▶ _Texte fourni_
================================
Oh ! Madame, quelle promesse ! Le jour où vous la recevrez dans votre cœur sera votre Pentecôte à vous, et commencera pour vous une nouvelle vie. C’est alors que vos yeux seront ouverts, et que votre foi deviendra vivante, de morte qu’elle était. C’est alors que vos yeux seront ouverts, votre cœur touché, votre âme « créée de nouveau, » suivant l’expression du Saint-Esprit lui-même. (2 Corinthiens 5.17.) C’est alors qu’ayant le Saint-Esprit pour guide, vous aurez aussi Dieu pour père et Jésus-Christ pour frère ; car il est écrit : « Tous ceux ce qui sont conduits par l’Esprit de Dieu sont les enfants de Dieu, ses héritiers et les cohéritiers de Christ. » (Romains 8.14, 17.) Et que faut-il faire pour obtenir cet Esprit ? il ne faut que le demander. « Demandez, et il vous sera donné ; cherchez, et vous trouverez ; heurtez, et il vous sera ouvert. Car quiconque demande, reçoit ; et quiconque cherche, trouve ; et il sera ouvert à celui qui heurte. Si l’enfant de quelqu’un d’entre vous demande du pain à son père, lui donnerez-vous une pierre ? ou s’il demande du poisson, lui donnerez-vous au lieu de poisson un serpent ? ou s’il demande un œuf, lui donnerez-vous un scorpion ? Si donc vous, qui êtes méchants, savez bien donner à vos enfants de bonnes choses, combien plus votre Père céleste donnera-t-il le Saint-Esprit à ceux qui le lui demandent ? » (Luc 11.9-13.)

Le voilà trouvé, le vrai moyen par lequel Dieu a pourvu à l’explication de sa Parole. « Qui m’instruira de Dieu, si ce n’est Dieu lui-même ? » a dit un poète chrétien. Avec la Bible dans les mains et le Saint-Esprit dans le cœur, vous seriez toute seule dans un désert que vous auriez tout ce qui vous est nécessaire pour connaître le Seigneur et pour trouver grâce devant lui. On vous dira que, vous reposer de la sorte sur le Saint-Esprit, ce serait vous croire inspirée ! Non : c’est croire simplement que Dieu daigne éclairer votre esprit et toucher votre âme. On vous dira que ce serait prétendre à l’infaillibilité ! Non : vous n’êtes pas à l’abri de toute erreur, mais vous comptez sur Dieu pour vous donner ce degré de lumière qui vous est indispensable pour vous sauver. On vous dira que ce serait avoir une confiance présomptueuse en vous-même ! Non : à moins qu’un enfant qui ne veut écouter que son père, ne puisse être accusé d’une confiance présomptueuse en lui-même, seulement parce qu’il se sert pour l’écouter de sa propre intelligence et de ses propres oreilles. On vous dira que ce serait mépriser tous les conseils ! Non : vous écouterez les conseils, mais vous les soumettrez à la Parole de Dieu, et « vous ne deviendrez point esclave des hommes (1 Corinthiens 7.24). » On vous dira ce qu’on voudra, Madame ; mais donnez gloire à Dieu. Appuyez-vous humblement, inébranlablement sur sa promesse ; et si vous rencontrez un homme qui prétende vous dépouiller des glorieux privilèges des enfants de Dieu, sous prétexte qu’il est vicaire de Jésus-Christ, répondez avec Tertullien que Jésus-Christ n’a d’autre vicaire que le Saint-Esprit.
================================
[Enregistrements issus d'une collection de données]

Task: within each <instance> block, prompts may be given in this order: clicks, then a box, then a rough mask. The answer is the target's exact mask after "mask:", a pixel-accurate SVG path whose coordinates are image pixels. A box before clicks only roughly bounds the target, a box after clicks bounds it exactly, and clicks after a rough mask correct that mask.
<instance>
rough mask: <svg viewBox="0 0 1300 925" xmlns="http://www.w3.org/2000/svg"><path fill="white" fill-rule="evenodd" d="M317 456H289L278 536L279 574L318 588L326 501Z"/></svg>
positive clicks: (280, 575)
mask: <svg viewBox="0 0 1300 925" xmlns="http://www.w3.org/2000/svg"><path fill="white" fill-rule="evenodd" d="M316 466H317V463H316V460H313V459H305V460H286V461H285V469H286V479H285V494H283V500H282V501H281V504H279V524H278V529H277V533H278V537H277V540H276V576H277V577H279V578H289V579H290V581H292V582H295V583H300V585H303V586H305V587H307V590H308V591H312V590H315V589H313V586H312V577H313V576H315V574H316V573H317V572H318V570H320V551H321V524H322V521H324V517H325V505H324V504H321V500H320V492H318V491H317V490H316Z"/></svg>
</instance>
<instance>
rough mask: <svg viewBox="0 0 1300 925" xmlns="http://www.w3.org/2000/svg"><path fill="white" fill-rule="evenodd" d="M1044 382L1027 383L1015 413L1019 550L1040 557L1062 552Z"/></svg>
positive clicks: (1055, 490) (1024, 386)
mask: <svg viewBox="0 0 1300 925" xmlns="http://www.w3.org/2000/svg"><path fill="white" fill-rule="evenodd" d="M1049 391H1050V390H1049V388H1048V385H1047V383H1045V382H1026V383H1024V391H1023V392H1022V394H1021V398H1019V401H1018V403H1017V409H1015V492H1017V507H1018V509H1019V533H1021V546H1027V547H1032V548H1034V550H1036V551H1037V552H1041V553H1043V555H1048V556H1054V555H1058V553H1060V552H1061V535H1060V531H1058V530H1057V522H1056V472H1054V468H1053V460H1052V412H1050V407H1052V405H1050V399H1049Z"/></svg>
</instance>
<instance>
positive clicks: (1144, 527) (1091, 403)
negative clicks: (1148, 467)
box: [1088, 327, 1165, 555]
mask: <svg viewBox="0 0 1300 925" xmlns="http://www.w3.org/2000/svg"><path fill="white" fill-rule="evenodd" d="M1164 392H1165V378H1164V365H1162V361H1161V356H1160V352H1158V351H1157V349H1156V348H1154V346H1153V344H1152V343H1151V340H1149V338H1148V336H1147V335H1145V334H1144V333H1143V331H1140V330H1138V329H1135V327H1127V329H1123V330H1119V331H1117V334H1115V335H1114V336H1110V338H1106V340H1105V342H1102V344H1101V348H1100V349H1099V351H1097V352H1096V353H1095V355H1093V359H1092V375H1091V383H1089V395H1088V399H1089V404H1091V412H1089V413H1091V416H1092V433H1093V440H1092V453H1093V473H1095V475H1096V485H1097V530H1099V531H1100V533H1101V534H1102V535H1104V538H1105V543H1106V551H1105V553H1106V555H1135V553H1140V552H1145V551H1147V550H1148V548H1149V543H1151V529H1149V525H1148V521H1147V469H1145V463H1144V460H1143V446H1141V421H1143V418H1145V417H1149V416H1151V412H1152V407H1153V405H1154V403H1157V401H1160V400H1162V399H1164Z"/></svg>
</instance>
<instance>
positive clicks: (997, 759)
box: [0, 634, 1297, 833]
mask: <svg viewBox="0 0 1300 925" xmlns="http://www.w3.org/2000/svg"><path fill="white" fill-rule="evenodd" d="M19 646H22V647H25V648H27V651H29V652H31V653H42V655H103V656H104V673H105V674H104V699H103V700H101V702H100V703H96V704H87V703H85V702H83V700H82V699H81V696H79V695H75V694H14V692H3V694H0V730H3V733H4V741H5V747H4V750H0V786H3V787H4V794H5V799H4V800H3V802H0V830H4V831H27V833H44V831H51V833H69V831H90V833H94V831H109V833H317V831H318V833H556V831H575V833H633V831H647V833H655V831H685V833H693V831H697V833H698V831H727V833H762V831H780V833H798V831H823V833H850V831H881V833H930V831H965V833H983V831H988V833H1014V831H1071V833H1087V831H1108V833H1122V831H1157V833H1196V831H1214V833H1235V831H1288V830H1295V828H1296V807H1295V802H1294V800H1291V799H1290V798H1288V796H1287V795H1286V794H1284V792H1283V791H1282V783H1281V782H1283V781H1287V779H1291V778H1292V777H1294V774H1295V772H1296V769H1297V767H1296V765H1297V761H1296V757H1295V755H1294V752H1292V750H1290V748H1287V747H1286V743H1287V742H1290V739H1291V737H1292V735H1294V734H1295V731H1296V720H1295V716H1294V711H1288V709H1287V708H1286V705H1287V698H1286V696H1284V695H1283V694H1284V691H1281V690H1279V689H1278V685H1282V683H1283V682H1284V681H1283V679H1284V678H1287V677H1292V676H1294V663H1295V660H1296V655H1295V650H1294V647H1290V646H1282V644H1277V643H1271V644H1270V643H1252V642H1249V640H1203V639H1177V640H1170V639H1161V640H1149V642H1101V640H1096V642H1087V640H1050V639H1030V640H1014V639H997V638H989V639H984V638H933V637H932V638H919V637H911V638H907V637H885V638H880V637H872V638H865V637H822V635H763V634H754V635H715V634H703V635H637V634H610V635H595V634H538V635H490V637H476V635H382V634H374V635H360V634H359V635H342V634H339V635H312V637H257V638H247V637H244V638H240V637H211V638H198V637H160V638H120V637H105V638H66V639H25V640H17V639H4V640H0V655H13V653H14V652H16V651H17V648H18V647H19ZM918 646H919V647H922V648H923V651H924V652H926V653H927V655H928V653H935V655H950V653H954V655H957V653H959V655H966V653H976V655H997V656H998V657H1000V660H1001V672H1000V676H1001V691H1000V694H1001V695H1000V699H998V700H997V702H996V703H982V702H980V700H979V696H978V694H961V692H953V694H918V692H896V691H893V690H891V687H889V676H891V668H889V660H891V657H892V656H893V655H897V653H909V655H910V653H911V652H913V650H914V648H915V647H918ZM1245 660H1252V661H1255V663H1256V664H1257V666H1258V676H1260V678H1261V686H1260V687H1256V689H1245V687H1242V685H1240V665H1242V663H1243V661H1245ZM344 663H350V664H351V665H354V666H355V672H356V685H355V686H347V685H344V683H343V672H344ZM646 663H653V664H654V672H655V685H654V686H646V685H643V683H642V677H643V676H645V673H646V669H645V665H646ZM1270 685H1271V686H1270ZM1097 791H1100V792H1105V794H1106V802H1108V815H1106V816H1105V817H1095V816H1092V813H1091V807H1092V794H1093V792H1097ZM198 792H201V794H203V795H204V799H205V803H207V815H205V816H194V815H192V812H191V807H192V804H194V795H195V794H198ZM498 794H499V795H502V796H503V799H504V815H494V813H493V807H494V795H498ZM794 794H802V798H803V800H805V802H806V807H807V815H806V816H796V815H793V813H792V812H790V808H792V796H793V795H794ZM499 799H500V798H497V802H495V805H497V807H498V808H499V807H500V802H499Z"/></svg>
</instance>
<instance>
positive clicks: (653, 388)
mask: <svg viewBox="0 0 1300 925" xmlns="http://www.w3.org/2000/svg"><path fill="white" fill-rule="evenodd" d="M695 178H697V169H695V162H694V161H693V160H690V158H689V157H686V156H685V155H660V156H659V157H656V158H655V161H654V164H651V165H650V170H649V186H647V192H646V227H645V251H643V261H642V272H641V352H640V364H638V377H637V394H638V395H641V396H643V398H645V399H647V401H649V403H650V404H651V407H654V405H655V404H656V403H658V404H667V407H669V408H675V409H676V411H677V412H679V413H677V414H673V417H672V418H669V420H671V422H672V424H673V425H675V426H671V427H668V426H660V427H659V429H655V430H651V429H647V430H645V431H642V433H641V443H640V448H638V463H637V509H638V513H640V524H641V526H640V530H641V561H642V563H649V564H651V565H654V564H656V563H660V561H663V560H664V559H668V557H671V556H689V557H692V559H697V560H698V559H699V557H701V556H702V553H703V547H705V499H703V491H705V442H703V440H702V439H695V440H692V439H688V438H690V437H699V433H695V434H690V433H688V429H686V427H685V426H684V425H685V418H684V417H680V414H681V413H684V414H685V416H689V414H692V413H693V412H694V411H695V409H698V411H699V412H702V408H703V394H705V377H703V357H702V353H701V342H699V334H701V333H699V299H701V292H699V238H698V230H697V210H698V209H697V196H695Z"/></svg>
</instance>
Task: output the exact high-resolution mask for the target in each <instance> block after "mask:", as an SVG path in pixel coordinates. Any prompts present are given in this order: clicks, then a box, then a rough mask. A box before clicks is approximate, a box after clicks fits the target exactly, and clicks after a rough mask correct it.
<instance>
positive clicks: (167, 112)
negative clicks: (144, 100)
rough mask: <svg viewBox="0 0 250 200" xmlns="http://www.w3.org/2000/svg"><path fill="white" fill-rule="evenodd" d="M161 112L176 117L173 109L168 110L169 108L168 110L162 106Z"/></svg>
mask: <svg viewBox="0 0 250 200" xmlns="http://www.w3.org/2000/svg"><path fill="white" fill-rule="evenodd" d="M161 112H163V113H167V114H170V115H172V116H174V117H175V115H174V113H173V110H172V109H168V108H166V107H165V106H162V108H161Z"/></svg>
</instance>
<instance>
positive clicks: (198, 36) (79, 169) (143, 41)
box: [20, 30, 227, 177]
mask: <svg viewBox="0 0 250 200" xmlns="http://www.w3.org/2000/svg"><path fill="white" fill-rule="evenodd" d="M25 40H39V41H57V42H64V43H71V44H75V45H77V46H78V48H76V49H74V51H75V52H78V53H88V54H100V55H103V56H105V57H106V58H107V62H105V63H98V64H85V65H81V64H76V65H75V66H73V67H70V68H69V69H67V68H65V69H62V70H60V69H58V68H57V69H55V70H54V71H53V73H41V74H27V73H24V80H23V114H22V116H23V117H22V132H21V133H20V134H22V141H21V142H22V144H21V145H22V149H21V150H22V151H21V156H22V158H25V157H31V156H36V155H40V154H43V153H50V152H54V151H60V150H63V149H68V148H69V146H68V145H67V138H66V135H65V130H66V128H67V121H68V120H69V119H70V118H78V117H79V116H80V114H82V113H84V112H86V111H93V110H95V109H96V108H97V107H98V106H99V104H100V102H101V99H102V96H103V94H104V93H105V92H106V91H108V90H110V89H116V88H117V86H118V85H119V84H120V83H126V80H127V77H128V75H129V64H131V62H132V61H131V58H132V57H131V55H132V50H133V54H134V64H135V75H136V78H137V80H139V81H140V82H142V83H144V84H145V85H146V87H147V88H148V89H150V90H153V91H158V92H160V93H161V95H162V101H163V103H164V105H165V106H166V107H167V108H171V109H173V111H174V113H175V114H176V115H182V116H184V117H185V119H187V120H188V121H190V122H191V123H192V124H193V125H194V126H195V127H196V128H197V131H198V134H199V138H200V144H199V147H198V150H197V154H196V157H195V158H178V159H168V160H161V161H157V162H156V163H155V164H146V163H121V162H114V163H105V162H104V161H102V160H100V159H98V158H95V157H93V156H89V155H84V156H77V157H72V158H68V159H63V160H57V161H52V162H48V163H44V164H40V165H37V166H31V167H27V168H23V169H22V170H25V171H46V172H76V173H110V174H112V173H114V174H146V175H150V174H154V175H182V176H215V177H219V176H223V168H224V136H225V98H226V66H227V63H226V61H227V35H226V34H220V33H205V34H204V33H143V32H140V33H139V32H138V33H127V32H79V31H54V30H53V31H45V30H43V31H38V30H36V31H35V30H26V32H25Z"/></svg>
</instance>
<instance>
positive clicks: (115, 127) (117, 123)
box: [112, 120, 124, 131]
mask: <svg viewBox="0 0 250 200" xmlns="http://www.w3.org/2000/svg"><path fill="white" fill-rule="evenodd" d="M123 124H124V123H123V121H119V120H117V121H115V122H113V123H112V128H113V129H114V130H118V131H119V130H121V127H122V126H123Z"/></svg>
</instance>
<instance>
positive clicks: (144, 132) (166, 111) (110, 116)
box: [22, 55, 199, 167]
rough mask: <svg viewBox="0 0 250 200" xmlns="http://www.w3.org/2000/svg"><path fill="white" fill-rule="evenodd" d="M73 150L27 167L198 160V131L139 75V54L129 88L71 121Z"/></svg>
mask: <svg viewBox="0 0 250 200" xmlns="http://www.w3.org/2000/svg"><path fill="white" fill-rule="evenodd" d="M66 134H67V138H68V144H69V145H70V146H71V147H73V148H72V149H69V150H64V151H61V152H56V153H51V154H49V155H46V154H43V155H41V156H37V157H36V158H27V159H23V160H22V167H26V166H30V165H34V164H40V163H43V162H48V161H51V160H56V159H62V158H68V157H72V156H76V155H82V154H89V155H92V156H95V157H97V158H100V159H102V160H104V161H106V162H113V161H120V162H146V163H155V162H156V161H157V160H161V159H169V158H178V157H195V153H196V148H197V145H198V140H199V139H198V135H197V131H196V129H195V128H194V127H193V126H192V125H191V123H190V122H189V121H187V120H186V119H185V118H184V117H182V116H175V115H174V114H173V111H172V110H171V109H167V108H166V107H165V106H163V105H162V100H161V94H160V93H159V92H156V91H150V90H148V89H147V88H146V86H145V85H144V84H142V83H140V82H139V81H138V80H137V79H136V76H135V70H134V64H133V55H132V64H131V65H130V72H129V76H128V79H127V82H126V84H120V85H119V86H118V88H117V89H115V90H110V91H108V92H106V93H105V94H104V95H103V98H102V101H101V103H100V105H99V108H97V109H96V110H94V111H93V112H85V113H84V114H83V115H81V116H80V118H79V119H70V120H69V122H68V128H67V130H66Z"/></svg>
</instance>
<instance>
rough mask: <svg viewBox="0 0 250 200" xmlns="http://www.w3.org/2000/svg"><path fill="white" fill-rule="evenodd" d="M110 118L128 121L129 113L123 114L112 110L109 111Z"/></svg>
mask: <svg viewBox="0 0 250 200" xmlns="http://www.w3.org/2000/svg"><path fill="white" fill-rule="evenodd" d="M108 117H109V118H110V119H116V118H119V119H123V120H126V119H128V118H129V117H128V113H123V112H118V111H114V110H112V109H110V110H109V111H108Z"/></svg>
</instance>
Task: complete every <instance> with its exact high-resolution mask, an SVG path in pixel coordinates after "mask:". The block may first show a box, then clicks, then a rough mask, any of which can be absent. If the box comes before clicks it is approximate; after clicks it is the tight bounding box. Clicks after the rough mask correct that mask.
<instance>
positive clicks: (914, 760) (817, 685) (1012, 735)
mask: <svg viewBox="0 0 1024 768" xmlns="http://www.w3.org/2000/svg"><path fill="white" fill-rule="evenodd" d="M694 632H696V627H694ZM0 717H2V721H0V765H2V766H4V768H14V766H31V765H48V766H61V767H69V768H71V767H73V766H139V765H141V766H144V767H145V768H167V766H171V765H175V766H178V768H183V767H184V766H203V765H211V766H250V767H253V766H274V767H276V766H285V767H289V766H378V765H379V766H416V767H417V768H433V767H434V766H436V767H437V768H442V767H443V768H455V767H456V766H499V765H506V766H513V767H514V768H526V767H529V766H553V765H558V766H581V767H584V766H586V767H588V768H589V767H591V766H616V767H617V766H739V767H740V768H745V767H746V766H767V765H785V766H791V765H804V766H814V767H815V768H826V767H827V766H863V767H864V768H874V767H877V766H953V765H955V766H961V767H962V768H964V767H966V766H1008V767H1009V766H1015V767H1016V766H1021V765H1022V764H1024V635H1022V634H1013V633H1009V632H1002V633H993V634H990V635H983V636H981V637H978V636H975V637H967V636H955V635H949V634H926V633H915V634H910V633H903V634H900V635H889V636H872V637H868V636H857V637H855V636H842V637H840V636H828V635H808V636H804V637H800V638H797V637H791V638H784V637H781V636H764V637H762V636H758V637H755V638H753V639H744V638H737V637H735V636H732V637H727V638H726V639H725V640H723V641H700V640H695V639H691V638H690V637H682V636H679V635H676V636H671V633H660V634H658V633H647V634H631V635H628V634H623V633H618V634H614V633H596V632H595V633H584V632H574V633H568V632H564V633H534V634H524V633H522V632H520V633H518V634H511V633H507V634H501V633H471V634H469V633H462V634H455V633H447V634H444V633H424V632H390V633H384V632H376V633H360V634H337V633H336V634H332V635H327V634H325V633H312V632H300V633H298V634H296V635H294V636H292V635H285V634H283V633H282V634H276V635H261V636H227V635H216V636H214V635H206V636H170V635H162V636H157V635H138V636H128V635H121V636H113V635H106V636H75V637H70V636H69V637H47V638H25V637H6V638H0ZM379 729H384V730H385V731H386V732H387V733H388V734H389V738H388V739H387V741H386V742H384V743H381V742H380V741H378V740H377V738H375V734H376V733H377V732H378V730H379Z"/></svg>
================================
D'après le texte fourni, quel est le seul vicaire de Jésus-Christ selon la réponse attribuée à Tertullien ?

Le Saint-Esprit.